What you will do. Each line of the data that mentions the string "ducks" needs to be identified and copied.

Supplied data.
______
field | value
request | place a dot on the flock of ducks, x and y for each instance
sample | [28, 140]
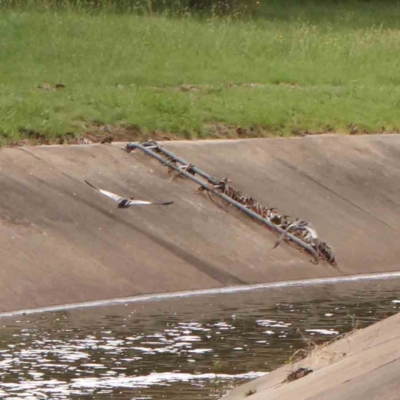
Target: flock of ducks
______
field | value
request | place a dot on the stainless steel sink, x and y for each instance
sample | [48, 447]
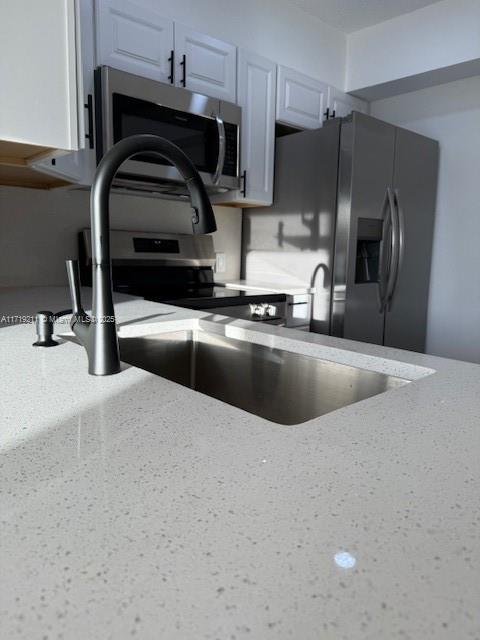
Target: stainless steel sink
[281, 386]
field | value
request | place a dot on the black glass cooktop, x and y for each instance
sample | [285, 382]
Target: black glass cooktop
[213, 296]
______
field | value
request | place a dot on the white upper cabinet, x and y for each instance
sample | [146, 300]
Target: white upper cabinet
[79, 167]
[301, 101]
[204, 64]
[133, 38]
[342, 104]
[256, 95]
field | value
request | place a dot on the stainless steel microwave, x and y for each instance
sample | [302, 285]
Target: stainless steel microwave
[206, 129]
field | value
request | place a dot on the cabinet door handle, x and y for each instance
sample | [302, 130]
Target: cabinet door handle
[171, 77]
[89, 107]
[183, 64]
______
Result.
request | place a dot on the flock of ducks, x and y for each instance
Target: flock of ducks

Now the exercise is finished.